-------- Given records

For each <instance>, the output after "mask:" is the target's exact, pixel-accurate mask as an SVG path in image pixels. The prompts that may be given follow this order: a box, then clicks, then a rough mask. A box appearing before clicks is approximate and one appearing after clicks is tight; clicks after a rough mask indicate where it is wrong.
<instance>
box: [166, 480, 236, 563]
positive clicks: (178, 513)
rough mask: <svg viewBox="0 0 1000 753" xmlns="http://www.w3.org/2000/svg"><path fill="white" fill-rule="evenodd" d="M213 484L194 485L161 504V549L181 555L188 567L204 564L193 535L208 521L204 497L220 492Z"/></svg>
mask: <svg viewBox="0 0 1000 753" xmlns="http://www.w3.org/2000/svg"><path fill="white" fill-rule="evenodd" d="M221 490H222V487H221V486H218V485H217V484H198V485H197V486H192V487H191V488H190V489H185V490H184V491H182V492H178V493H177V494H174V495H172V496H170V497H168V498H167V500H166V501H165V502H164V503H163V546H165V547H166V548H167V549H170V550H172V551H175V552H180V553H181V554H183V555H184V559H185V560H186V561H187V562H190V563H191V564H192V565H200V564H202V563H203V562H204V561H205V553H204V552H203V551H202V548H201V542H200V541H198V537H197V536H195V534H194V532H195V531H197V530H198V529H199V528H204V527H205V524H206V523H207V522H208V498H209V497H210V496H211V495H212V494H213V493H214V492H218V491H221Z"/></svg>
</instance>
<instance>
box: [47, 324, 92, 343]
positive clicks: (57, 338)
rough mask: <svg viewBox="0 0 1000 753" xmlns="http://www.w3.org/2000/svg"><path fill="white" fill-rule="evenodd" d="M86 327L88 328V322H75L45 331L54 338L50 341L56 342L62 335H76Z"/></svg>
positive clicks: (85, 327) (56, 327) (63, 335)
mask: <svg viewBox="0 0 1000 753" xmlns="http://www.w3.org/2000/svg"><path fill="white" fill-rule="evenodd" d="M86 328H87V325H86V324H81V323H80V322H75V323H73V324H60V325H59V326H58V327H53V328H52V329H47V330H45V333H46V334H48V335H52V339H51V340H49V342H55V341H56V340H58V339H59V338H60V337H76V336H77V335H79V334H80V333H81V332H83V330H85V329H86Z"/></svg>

----------------

*Your task:*
Copy the listing lines from the line holding "</instance>" through the line holding "positive clicks: (85, 327)", both included. Substitute "coarse mask" for "rough mask" and leave everything else unchanged.

*Response area:*
</instance>
<instance>
box: [47, 324, 92, 343]
positive clicks: (57, 338)
coarse mask: <svg viewBox="0 0 1000 753" xmlns="http://www.w3.org/2000/svg"><path fill="white" fill-rule="evenodd" d="M86 327L88 328V322H75L45 331L54 338L50 341L56 342L62 335H76Z"/></svg>
positive clicks: (85, 327) (56, 327) (63, 335)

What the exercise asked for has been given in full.